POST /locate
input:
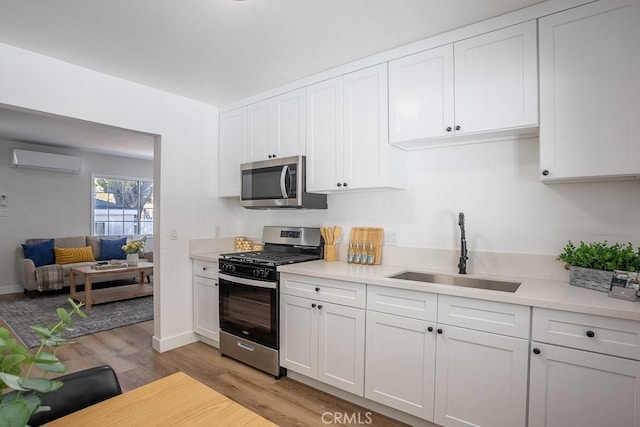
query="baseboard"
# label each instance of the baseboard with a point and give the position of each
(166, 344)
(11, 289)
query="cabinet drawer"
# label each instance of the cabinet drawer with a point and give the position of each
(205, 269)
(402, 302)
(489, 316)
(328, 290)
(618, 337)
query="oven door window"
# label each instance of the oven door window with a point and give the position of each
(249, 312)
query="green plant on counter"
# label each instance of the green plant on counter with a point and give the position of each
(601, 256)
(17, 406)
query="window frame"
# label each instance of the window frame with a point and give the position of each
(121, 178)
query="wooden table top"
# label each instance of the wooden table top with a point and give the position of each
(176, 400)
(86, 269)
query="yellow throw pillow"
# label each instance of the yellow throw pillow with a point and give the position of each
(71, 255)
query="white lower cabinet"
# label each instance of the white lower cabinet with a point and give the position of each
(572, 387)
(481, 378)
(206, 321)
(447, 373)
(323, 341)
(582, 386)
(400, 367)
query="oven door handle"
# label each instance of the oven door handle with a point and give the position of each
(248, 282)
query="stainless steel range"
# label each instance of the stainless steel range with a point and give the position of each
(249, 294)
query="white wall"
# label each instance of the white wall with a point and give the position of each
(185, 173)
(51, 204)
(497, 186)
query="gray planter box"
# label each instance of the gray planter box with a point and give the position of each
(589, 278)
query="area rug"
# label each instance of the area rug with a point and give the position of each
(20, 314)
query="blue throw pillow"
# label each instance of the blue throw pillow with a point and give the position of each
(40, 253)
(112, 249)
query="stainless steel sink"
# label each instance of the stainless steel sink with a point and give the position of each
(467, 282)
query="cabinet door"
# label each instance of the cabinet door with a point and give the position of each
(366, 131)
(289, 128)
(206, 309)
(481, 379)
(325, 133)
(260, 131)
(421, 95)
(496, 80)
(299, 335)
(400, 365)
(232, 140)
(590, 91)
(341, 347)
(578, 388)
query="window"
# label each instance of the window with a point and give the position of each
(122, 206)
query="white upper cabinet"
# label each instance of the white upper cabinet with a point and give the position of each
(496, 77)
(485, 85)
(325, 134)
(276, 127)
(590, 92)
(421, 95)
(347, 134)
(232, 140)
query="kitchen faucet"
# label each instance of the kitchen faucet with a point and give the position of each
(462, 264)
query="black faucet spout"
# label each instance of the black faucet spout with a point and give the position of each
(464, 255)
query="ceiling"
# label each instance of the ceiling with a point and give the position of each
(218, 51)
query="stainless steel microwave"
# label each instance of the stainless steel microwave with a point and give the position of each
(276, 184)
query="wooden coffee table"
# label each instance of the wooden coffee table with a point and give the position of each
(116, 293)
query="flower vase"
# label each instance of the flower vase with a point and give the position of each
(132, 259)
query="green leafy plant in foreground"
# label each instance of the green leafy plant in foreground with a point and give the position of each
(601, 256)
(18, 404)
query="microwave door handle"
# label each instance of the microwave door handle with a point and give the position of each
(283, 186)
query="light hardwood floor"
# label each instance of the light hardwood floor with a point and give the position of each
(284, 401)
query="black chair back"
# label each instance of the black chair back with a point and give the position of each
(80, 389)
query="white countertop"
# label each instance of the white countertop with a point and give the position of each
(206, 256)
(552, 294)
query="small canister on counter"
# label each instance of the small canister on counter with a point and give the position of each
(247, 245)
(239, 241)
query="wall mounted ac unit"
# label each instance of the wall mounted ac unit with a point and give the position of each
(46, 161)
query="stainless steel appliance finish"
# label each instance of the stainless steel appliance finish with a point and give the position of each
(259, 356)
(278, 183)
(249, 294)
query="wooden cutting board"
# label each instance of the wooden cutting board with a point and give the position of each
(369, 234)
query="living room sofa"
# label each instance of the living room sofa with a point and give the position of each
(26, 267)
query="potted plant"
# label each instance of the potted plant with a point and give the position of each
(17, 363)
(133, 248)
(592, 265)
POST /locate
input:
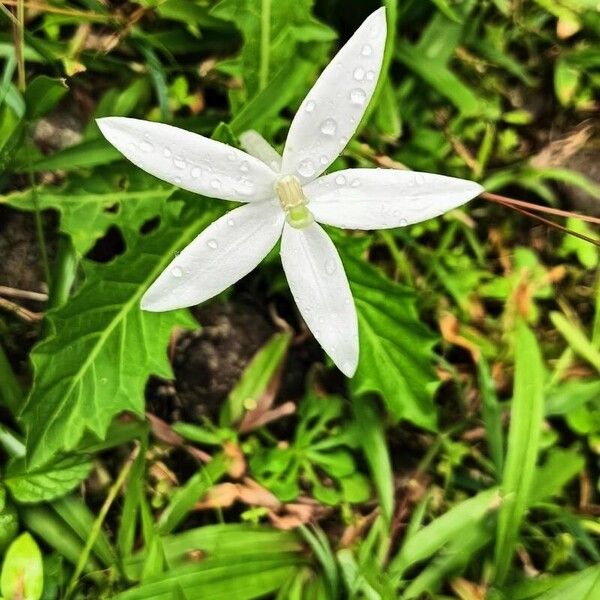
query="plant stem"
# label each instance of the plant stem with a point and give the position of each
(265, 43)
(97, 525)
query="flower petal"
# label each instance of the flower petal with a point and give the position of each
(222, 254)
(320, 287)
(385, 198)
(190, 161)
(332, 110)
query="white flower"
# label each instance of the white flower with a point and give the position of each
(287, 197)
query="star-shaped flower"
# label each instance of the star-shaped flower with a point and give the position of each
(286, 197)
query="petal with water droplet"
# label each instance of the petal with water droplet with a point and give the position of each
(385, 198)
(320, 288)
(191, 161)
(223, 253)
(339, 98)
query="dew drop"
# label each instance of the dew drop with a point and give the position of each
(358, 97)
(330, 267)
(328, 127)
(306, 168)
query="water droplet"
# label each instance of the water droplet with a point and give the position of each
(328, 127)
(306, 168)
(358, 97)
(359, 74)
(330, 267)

** Aim of the task **
Transcribe each entry precisely as given, leaving the pictures out.

** Solution for this exercise **
POST /locate
input:
query="baseboard"
# label each instance of the baseboard with a point and give the position of each
(166, 344)
(11, 289)
query="cabinet drawer"
# label each instance of the cabinet drawer with a point and give the position of each
(205, 269)
(402, 302)
(489, 316)
(328, 290)
(618, 337)
query="oven door window"
# label each instance of the oven door window with a point and give the position of each
(249, 312)
query="green plant on counter"
# label each instance of the green plant on counter with a point and give the position of each
(601, 256)
(17, 406)
query="window frame"
# label each instance of the window frame with a point and give the position of each
(121, 178)
query="wooden table top"
# label each instance of the wooden table top with a point and give the position of each
(176, 400)
(86, 269)
query="yellow throw pillow"
# label each instance of the yellow throw pillow with a point and give the position of each
(71, 255)
query="white lower cabinet"
# label each instance of the white lower cabinet with a point and give the position of each
(572, 387)
(481, 378)
(206, 321)
(447, 373)
(323, 341)
(582, 386)
(400, 367)
query="oven door handle"
# label each instance of the oven door handle with a point and give the position of each
(248, 282)
query="stainless steel range"
# label each instance of the stainless steel range with a point and give the position of each
(249, 294)
query="white wall"
# label each instance of the white wall with a point and give the position of each
(185, 173)
(51, 204)
(497, 186)
query="gray planter box"
# label each instance of the gray planter box with a point and give the position of each
(589, 278)
query="area rug"
# label each instance of the area rug with a point and give the position of each
(20, 314)
query="blue throw pillow"
# label each instance of the blue throw pillow with a point and give the position of each
(40, 253)
(112, 249)
query="stainless steel sink"
# label each instance of the stainless steel sink with a point and give the position of each
(467, 282)
query="cabinet door"
# label each instance of the cabinet door with a point and give the position of each
(366, 131)
(289, 128)
(206, 309)
(481, 379)
(325, 133)
(260, 131)
(421, 95)
(496, 80)
(299, 335)
(400, 365)
(232, 140)
(590, 91)
(341, 347)
(578, 388)
query="window"
# label each instance of the window with a point and give the position of each
(122, 206)
query="white upper cabinet"
# label each instance of the white upper cabinet with a point and give the position of each
(496, 77)
(485, 85)
(325, 134)
(276, 127)
(590, 92)
(421, 95)
(347, 134)
(232, 140)
query="kitchen faucet"
# label each instance of the kitchen faucet with a point and give the position of each
(462, 264)
query="black faucet spout"
# label each instance of the black faucet spout with a point and give the position of each
(464, 255)
query="ceiling"
# label each instance of the ceiling with a point and give the position of each
(218, 51)
query="stainless steel microwave"
# label each instance of the stainless steel microwave with a point and give the position of each
(276, 184)
query="wooden coffee table"
# label each instance of the wooden coffee table with a point and give the position of each
(116, 293)
query="flower vase"
# label each instance of the flower vase with a point and give the position of each
(132, 259)
query="green leafy plant in foreground"
# label each instance of the green leafy plant in foreground with a point and give the position of each
(601, 256)
(18, 404)
query="microwave door handle"
# label each instance of the microwave door handle with a point and give the position of each
(283, 186)
query="light hardwood floor"
# label each instance of the light hardwood floor with a point and give the position of each
(284, 401)
query="black chair back"
# label each instance of the black chair back with a point and give the position of each
(80, 389)
query="white countertop"
# label each instance of the white countertop with a point and give the position of each
(206, 256)
(552, 294)
query="small canister on counter"
# label each instance of the small canister on counter with a point and give the position of each
(247, 245)
(239, 241)
query="wall mounted ac unit"
# label each instance of the wall mounted ac unit with a point and give the position of each
(46, 161)
query="stainless steel appliance finish"
# label each instance of the stainless steel appliance finish with a point and give the position of each
(259, 356)
(278, 183)
(249, 294)
query="wooden cutting board"
# label each instance of the wooden cutting board with a point and give the position of each
(369, 234)
query="living room sofa"
# label each instance of the living room sofa with a point and give the position of each
(26, 267)
query="potted plant"
# label each instance of the potted plant with a point and give the position of each
(17, 363)
(133, 248)
(592, 265)
POST /locate
input:
query="plant stem"
# label each instance of the plant stem with a point and give the position of each
(265, 43)
(97, 525)
query="flower petal"
# label each instance of the flower petal with a point and give the position of each
(222, 254)
(320, 287)
(385, 198)
(190, 161)
(332, 110)
query="white flower"
# label each instance of the white flower with a point and give the position of each
(287, 197)
query="star-shaped flower"
# label each instance of the star-shaped flower with a point and give the position of each
(286, 197)
query="petal with water droplet"
# label each instance of the petal with water droplet with a point and give the position of each
(385, 198)
(320, 288)
(191, 161)
(223, 253)
(339, 98)
query="dew drop"
# label each instance of the dew drop with a point and give the position of each
(358, 97)
(330, 267)
(328, 127)
(306, 168)
query="water droplet"
# label each instance of the water droplet with a point and give the position of each
(328, 127)
(306, 168)
(358, 97)
(359, 74)
(330, 267)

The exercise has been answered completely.